>> Start

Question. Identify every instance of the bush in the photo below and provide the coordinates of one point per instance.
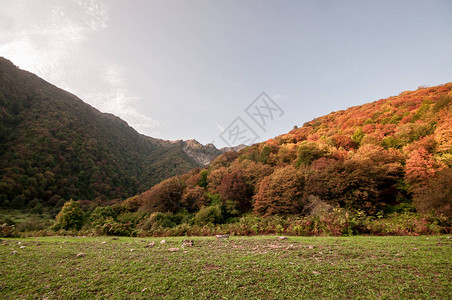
(209, 214)
(101, 214)
(8, 230)
(70, 217)
(33, 224)
(114, 228)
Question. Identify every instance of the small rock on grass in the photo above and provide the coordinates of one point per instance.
(151, 244)
(187, 243)
(222, 236)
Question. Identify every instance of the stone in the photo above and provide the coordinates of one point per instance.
(316, 273)
(222, 236)
(187, 243)
(151, 244)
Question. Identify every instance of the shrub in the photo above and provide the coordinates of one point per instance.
(71, 216)
(8, 230)
(209, 214)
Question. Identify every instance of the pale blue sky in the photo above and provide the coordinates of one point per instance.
(186, 69)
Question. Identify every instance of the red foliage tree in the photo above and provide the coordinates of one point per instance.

>> End

> **REQUEST**: Transcribe all of the records above word for word, leaving out the pictures.

> **RESULT OF THIS TASK**:
Question. Identify every instance of the bush in the photo below and provide the coordinates of one point per instance.
(209, 214)
(101, 214)
(8, 230)
(70, 217)
(33, 224)
(114, 228)
Question. Identify every instance of the small rock on grass in the photo above and provide the coordinates of one point per instance.
(151, 244)
(187, 243)
(222, 236)
Question. Identify every instance of the stone in the photo above and provide the coordinates of one point per instance.
(316, 273)
(222, 236)
(187, 243)
(151, 244)
Question. Identify every instance of the shrub in the photo above and provide the coordinates of one point per instance.
(71, 216)
(8, 230)
(209, 214)
Question. Identify every instance of the pale blue sky in the photo above and provide the coordinates of one point per instance.
(186, 69)
Question. Identify every instance of the red foliage tree in the photo above and provide the coordinates of one point per instance.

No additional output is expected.